◆ **WHAT YOU HAVE TO DO**:
Please rewrite all the rows below, replacing "farthest from its outline" with "most distant from its edge" and leaving everything else unchanged.

______

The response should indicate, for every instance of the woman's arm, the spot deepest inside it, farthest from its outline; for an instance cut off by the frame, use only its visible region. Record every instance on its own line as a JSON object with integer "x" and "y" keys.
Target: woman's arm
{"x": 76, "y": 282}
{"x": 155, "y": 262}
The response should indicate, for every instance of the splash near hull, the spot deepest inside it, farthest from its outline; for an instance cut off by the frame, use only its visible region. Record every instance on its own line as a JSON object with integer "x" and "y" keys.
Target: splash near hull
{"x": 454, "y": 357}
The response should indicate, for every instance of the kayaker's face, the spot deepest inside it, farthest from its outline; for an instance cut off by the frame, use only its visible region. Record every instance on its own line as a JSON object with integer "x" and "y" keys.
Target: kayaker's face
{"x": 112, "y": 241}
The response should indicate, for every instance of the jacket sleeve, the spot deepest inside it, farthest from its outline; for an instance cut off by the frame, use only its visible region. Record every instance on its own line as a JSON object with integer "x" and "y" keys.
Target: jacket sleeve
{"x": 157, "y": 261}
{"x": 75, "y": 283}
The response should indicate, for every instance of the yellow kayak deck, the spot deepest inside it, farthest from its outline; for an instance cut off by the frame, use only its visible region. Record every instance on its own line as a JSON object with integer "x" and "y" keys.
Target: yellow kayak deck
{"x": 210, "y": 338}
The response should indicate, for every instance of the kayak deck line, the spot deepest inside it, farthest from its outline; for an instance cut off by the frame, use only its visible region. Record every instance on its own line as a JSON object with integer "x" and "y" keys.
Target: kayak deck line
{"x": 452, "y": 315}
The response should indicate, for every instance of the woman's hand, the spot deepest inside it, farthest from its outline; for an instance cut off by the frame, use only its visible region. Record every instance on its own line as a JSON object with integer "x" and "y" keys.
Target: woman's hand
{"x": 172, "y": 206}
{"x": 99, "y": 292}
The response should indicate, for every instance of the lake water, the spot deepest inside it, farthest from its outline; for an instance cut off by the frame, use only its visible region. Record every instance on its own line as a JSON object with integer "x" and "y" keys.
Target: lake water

______

◆ **OUTPUT**:
The response should indicate, for every instance of the woman's arm, the spot deepest inside it, most distant from its edge; for an instance cut off by the frame, use only its visible region. Record every instance on its own line as a JSON object with integer "x" and "y" keys.
Target: woman's arm
{"x": 76, "y": 282}
{"x": 155, "y": 262}
The response should indicate, for every instance of the splash near hull, the spot deepest inside it, most distant from its edge; for an instance cut off by the frame, use only its visible region. Record every instance on its own line as a JSON object with integer "x" and "y" keys.
Target: splash near hull
{"x": 454, "y": 357}
The response should indicate, for every instance of the kayaker's face, the spot deepest inside it, most distant from its edge; for an instance cut off by the frame, use only its visible region. Record every instance on its own line as a JSON object with integer "x" and "y" keys.
Target: kayaker's face
{"x": 112, "y": 241}
The response should indicate, for every instance of the jacket sleeve, the spot deepest inside it, most distant from its edge; for an instance cut off by the frame, use only its visible region. Record every instance on its own line as a JSON object with integer "x" and "y" keys.
Target: jacket sleeve
{"x": 157, "y": 261}
{"x": 75, "y": 283}
The response should indicate, for every instance of the yellow kayak deck, the spot deepest inside it, most distant from its edge; for an instance cut off by the frame, use only its visible region. Record every instance on its own line as a JSON object with integer "x" and "y" keys.
Target: yellow kayak deck
{"x": 210, "y": 338}
The response should indicate, for every instance of the kayak deck line, the spot deepest inside it, most distant from its edge; for an instance cut off by the frame, use only its visible region. Record every instance on its own line as a JSON object with integer "x" and "y" keys.
Target: kayak deck line
{"x": 452, "y": 315}
The response should indicate, for every instance of the woman's hand, the spot deepest inside it, most distant from its edge; for an instance cut off by the frame, use only its visible region. Record every instance on its own line as a JSON object with integer "x" and "y" keys.
Target: woman's hand
{"x": 172, "y": 206}
{"x": 99, "y": 292}
The response should indicate, for every instance of the lake water, the spot deepest inside it, most distant from its edge; for an instance cut off by the frame, use only its visible region. Record every instance on its own line as a JSON object with integer "x" and "y" keys.
Target: lake water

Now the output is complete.